• **TEXTE FOURNI**
------------------------------------------------

Nice : tour de passe-passe pour cacher l’échec du plan Climat !
Trois ans après son instauration, le Conseil de Métropole pour le Climat vient d’être dissous sans préavis, ni concertation, sur fond d’errements et d’échec chronique du plan Climat niçois (PCAET). La mascarade continue !
Un plan Climat prévoyant stratégie, évaluation et concertation
Seconde édition du plan climat niçois initié en 2012, le Plan Climat Air Énergie Territorial (PCAET) de la Métropole Nice Côte d’Azur 2019-2025 a été validé par la Préfecture des Alpes-Maritimes le 31 octobre 2019. Ce plan climat s’inscrit dans le cadre de la loi n° 2015-992 du 17 août 2015 relative à la transition énergétique pour la croissance verte (dite LTECV). La loi est donc très claire : ce plan Climat doit faire l’objet d’un suivi rigoureux.
De fait, le corpus du PCAET 2019-2025 comprend une 3ème partie intitulée « Stratégie territoriale » (organisation et gouvernance), ainsi qu’un ensemble de fiches-actions, dont l’annexe n°3-5 décrivant le domaine V : « Organiser l’animation, le suivi et le pilotage du plan climat ». Parmi ces fiches-actions, relevons celles-ci :
- Fiche V.1.1 : comité de pilotage (au moins 2 réunions par an) et comité de pilotage élargi (au moins 1 réunion par an)

------------------------------------------------

Relevés d'annotations de position:
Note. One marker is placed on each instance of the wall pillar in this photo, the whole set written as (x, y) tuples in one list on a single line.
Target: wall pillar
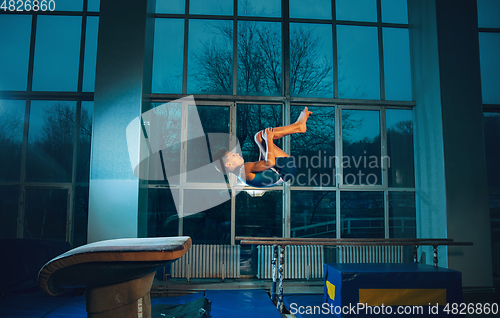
[(451, 184), (118, 200)]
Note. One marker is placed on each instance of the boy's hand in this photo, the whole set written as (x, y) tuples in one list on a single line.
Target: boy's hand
[(270, 134)]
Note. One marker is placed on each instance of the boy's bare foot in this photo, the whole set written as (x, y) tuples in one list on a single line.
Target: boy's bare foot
[(302, 120)]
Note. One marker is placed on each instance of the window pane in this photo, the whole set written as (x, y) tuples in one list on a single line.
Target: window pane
[(259, 58), (252, 119), (311, 60), (319, 9), (170, 6), (397, 71), (395, 11), (488, 12), (163, 128), (57, 53), (73, 5), (358, 62), (168, 56), (50, 141), (210, 62), (45, 214), (492, 148), (84, 142), (81, 216), (259, 8), (495, 233), (402, 215), (11, 138), (259, 216), (314, 151), (356, 10), (361, 157), (489, 48), (90, 54), (94, 5), (162, 214), (313, 214), (399, 125), (15, 51), (9, 201), (219, 7), (362, 214), (212, 226), (204, 120)]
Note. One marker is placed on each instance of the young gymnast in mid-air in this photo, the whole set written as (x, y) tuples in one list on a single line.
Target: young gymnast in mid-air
[(274, 166)]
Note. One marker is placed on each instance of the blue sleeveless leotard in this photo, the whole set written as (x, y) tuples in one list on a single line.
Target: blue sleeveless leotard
[(283, 170)]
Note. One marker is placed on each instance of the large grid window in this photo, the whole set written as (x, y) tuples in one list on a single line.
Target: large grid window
[(257, 64), (46, 109), (489, 49)]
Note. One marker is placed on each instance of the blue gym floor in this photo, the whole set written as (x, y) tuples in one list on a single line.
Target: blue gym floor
[(225, 304)]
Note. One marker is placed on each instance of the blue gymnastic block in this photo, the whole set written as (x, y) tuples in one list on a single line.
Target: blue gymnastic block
[(364, 290)]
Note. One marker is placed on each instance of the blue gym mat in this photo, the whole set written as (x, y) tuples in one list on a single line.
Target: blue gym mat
[(225, 304)]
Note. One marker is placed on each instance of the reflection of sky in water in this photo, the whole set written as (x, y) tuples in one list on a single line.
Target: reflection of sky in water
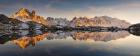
[(128, 46)]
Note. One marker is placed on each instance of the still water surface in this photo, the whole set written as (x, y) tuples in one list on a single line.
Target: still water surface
[(74, 43)]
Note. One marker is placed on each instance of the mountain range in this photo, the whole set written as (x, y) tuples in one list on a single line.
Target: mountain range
[(24, 16)]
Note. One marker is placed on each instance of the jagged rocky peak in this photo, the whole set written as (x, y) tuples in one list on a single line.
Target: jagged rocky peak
[(25, 15), (103, 21)]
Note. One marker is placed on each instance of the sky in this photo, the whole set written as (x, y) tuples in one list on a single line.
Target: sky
[(128, 10)]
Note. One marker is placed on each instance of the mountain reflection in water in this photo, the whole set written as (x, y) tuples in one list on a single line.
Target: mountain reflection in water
[(68, 43)]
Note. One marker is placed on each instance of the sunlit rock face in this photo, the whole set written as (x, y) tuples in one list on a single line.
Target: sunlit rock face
[(10, 23), (103, 21), (60, 22), (99, 36), (25, 15)]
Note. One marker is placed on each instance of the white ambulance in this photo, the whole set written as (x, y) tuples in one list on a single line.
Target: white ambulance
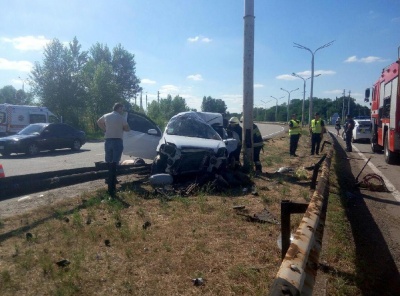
[(14, 118)]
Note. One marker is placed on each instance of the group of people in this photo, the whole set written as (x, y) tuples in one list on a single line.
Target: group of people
[(235, 131), (317, 129)]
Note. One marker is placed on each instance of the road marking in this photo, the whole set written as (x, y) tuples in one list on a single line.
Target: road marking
[(389, 185)]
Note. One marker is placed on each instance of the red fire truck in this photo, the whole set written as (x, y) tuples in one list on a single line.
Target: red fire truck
[(385, 112)]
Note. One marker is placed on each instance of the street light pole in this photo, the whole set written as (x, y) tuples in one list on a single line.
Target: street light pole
[(304, 93), (276, 107), (289, 92), (312, 71)]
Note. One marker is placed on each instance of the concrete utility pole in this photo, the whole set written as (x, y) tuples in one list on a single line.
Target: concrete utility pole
[(348, 104), (287, 116), (343, 115), (248, 84), (312, 72), (304, 94), (141, 104)]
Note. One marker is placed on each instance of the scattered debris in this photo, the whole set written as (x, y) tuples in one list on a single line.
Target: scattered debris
[(63, 263), (284, 170), (198, 281), (294, 268), (146, 225), (263, 217), (373, 182)]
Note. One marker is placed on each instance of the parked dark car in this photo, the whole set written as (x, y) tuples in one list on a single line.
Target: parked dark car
[(42, 136)]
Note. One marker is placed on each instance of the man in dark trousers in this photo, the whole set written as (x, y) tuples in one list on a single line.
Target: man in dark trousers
[(349, 132), (316, 129), (294, 133), (234, 130)]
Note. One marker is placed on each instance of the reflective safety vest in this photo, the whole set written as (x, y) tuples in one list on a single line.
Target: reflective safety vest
[(257, 138), (295, 129), (316, 127)]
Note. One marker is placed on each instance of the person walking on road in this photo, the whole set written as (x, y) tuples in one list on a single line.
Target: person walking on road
[(349, 132), (337, 127), (113, 124), (294, 133), (316, 130), (234, 130), (258, 145)]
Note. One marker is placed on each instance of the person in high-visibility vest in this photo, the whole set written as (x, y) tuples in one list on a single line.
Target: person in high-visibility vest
[(294, 133), (234, 130), (258, 145), (316, 129)]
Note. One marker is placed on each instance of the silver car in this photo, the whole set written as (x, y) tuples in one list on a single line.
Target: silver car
[(193, 142)]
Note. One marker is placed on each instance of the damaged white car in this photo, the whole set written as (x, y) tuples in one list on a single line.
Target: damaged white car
[(193, 142)]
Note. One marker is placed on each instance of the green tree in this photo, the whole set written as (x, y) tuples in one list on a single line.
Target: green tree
[(58, 82), (210, 104)]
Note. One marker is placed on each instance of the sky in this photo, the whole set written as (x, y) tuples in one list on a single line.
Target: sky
[(194, 48)]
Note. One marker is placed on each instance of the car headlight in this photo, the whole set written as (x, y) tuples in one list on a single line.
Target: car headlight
[(222, 152), (169, 149)]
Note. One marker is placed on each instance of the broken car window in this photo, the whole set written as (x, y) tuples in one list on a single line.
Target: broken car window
[(191, 125)]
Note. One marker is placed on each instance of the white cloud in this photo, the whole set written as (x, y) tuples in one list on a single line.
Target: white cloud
[(195, 77), (26, 43), (147, 81), (23, 66), (286, 77), (334, 92), (199, 39), (395, 20), (306, 74), (366, 60), (169, 89)]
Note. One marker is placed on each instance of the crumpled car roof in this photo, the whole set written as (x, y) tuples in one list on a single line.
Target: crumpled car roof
[(190, 124)]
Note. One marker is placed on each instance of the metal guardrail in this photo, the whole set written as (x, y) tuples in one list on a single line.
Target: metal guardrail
[(27, 184), (296, 275)]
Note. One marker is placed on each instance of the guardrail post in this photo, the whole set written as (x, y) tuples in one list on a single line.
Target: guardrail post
[(315, 172), (288, 208)]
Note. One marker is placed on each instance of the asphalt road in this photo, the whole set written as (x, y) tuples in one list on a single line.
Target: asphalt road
[(90, 153)]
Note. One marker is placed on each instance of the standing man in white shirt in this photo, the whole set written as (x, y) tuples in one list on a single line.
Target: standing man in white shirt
[(113, 124)]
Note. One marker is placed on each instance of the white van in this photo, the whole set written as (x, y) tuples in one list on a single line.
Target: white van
[(14, 118)]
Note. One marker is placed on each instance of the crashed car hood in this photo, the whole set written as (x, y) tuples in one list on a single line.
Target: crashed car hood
[(191, 142), (16, 138)]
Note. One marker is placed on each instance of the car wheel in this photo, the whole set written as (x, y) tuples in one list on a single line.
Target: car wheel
[(33, 149), (76, 145), (389, 155), (159, 165)]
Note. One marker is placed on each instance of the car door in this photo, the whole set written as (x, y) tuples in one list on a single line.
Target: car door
[(143, 138), (49, 139)]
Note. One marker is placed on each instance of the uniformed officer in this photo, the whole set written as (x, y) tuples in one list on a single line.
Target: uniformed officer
[(234, 130), (294, 133), (316, 129), (258, 144)]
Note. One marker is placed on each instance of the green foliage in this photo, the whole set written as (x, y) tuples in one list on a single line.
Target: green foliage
[(161, 112), (9, 95), (210, 104)]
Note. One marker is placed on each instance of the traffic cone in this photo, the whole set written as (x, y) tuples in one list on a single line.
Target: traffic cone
[(2, 175)]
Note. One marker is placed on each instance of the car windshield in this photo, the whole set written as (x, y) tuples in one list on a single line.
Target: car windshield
[(31, 129), (191, 125)]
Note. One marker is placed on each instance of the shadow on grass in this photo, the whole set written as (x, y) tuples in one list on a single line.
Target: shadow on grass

------------------------------------------------

• **CONSIGNES**
1 - Selon l'article sur le plan Climat niçois, à quelle date la Préfecture des Alpes-Maritimes a-t-elle validé le PCAET 2019-2025 ?
2 - Recopiez fidèlement l'article sur le plan Climat niçois, de « Trois ans après » à « d’un suivi rigoureux. ».
Ces données n'ont aucun lien avec l'article.

• **CORRIGÉS**
1 - Le 31 octobre 2019.

2 -
Trois ans après son instauration, le Conseil de Métropole pour le Climat vient d’être dissous sans préavis, ni concertation, sur fond d’errements et d’échec chronique du plan Climat niçois (PCAET). La mascarade continue !
Un plan Climat prévoyant stratégie, évaluation et concertation
Seconde édition du plan climat niçois initié en 2012, le Plan Climat Air Énergie Territorial (PCAET) de la Métropole Nice Côte d’Azur 2019-2025 a été validé par la Préfecture des Alpes-Maritimes le 31 octobre 2019. Ce plan climat s’inscrit dans le cadre de la loi n° 2015-992 du 17 août 2015 relative à la transition énergétique pour la croissance verte (dite LTECV). La loi est donc très claire : ce plan Climat doit faire l’objet d’un suivi rigoureux.